Tasks to complete:
A. According to the article on the oil-spill research project, which institution leads the team?
B. Decide whether each statement agrees with the article on the oil-spill research project, answering yes or no and quoting the deciding words: (i) The team has received EUR3 million from the EU. (ii) The team includes three Danish universities. (iii) PAHs are described as easily degradable.

Source passage:

=== Begin Enclosure ===

EU: Seeking bacterial solution to oil spills

Universities in the UK, Germany and Denmark are part of a team that has won EU funding to research a novel way of cleaning up oil spills.

The scientists will investigate the use of bacteria to break down a group of toxic hydrocarbons particularly common in heavy oil and crude oil.

The team includes Bangor University, Leipzig University, and two Danish universities, Aarhus University and the Danish Technical University, and nine other partner organisations.

It is led by the Helmholtz Centre for Infection Research in Germany and has received EUR3 million (US$4 million) from the EU.

Dubbed MAGICPAH, the research team will study how bacteria in soil and in marine environments could be used to break down polycyclic aromatic hydrocarbons or PAHs.

PAHs are poorly degradable, often toxic and carcinogenic, and cause soil contamination. But bacteria could provide a means of cleaning them up.

=== End Enclosure ===

Supplied information:

=== Begin Enclosure ===

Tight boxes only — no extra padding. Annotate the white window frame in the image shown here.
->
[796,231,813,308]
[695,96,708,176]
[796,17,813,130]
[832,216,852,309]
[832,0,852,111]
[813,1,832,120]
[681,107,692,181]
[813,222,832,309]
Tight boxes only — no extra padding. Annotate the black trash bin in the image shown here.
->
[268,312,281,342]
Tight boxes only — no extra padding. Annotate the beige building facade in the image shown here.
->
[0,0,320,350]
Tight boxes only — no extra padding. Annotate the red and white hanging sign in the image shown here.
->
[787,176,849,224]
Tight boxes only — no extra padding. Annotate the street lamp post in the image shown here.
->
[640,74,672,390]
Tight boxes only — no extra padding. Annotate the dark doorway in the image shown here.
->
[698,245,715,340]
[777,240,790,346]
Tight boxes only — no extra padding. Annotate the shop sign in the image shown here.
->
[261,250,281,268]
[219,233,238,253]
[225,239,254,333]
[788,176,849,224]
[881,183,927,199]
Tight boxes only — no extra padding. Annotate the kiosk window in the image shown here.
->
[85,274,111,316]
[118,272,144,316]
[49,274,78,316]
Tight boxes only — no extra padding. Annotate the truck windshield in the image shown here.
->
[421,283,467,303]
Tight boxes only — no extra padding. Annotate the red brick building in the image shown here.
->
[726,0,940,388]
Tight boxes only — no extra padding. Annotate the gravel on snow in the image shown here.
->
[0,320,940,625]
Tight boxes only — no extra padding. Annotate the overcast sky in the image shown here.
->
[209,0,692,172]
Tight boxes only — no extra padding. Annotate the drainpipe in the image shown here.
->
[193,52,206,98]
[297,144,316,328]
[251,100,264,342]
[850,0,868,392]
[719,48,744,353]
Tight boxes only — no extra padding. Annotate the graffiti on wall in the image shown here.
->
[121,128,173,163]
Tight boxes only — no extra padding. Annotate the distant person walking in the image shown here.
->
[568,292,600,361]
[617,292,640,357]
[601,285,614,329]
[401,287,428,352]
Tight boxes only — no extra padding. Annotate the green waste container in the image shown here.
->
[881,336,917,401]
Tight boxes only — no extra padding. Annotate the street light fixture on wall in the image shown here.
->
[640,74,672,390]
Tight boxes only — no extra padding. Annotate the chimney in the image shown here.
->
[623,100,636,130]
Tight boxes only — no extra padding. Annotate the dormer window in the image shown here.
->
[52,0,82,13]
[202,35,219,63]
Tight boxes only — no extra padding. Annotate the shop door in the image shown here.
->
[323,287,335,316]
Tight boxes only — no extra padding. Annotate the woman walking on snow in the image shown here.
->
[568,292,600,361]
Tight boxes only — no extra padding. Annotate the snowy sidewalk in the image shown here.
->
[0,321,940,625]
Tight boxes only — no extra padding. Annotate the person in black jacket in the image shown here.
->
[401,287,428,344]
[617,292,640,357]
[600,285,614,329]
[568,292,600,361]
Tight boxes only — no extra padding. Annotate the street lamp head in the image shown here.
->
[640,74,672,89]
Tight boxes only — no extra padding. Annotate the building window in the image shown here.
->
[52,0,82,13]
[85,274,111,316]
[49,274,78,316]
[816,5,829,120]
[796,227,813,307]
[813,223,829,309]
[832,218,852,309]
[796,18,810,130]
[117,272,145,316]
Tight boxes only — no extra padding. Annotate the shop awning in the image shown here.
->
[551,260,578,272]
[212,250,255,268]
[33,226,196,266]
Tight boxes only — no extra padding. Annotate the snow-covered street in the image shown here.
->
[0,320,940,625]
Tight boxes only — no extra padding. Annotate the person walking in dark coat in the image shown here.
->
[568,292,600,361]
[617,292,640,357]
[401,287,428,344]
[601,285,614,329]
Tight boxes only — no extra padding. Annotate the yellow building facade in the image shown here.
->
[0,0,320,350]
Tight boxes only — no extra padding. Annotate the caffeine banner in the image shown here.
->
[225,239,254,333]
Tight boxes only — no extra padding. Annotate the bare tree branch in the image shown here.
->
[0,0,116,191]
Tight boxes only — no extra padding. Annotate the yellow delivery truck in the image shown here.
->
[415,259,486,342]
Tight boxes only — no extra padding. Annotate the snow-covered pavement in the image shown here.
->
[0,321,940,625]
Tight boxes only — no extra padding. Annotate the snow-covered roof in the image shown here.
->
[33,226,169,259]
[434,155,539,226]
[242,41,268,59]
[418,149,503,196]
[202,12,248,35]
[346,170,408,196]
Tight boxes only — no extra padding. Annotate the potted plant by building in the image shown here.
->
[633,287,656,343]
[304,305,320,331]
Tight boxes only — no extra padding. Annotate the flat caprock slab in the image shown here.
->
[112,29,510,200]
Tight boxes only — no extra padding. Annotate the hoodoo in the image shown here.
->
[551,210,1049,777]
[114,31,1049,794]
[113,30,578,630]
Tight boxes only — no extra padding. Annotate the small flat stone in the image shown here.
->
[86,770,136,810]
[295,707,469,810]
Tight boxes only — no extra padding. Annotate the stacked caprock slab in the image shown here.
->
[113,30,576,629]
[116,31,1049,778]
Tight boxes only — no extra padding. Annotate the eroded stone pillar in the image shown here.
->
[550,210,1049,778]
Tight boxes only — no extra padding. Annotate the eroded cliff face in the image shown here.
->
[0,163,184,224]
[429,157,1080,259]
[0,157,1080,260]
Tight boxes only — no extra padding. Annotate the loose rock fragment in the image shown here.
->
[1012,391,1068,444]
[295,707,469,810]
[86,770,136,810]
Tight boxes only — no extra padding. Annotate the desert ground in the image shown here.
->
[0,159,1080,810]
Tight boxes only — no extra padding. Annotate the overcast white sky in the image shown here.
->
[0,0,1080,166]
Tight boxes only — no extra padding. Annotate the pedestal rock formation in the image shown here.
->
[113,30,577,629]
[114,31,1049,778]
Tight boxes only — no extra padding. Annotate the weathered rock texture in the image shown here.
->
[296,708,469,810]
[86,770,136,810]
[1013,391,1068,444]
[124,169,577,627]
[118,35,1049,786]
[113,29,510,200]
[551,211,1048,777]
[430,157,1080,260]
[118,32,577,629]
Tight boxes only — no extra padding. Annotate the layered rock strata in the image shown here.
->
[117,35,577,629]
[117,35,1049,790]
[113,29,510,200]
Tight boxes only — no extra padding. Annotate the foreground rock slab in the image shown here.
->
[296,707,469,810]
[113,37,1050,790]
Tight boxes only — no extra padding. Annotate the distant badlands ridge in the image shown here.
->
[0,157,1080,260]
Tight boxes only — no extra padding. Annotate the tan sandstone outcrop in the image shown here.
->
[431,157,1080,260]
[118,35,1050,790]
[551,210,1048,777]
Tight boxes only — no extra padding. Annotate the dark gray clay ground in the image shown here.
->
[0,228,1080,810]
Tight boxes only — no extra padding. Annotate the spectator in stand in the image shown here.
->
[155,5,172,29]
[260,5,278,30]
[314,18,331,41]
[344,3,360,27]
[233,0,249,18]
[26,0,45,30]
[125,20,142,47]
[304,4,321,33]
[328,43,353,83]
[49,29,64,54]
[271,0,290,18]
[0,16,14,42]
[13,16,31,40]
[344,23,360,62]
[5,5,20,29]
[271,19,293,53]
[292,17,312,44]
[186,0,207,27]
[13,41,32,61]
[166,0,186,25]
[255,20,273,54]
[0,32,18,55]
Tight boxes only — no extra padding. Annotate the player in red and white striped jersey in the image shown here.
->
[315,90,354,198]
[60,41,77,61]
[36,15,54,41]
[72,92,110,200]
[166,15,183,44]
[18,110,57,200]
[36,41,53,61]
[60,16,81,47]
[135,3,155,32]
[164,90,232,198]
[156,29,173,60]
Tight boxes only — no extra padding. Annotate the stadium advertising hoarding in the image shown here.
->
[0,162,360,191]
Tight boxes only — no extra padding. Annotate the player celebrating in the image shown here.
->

=== End Enclosure ===

Expected results:
A. The Helmholtz Centre for Infection Research in Germany.

B.
(i) Yes: "has received EUR3 million (US$4 million) from the EU."
(ii) No: "two Danish universities, Aarhus University and the Danish Technical University"
(iii) No: "PAHs are poorly degradable"